Source excerpt:
This new guidance, which supersedes guidance previously issued in December 2015, is explicitly designed to provide states more flexibility, in keeping with President Trump’s January 20, 2017, Executive Order directing implementing agencies to provide relief from” the ACA’s regulatory requirements, “to the maximum extent permitted by law.”

The guidance is in keeping with the push by the Trump Administration to offer employers and individuals alternatives to ACA compliant coverage.  Regardless of whether you support or oppose the ACA, it would be fair to recognize that the Administration has made an overarching effort to deregulate health insurance markets with the idea of adding flexibility and potentially increase choice to the marketplaces as evidenced by the change to the waiver standards, and the recently promulgated regulatory measures expanding flexibility regarding short-term limited duration (“STLD”) coverage, association health plans (“AHPs”) and health reimbursement arrangements (“HRAs”).  The new guidance regarding State Innovation Waivers has been less publicized, but could potentially allow for significantly more inter-state variation – possibly leading to an increased split between Republican and Democratic leaning states, with Republican-leaning states following a more deregulatory approach providing for wider variety of coverage and Democratic states continuing to regulate available health insurance products much more strictly.

Key Revisions

  • Coverage Availability: The new guidance directs the Departments to assess the availability of comprehensive and affordable coverage: a change from past practice where the Departments assessed the coverage that residents actually purchase. Furthermore, the new guidance specifies that the Departments will consider all forms of private coverage, including short-term limited duration insurance and association health plan coverage in making that assessment.

Extracted data:
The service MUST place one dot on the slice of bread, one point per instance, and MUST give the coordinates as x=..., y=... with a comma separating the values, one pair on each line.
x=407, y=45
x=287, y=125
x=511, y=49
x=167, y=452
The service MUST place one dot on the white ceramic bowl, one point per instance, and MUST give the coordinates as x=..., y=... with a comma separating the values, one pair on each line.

Task brief: In the waiver guidance excerpt, please list every term that is followed by an abbreviation in parentheses, along with that abbreviation.

Expected output:
- short-term limited duration coverage (STLD)
- association health plans (AHPs)
- health reimbursement arrangements (HRAs)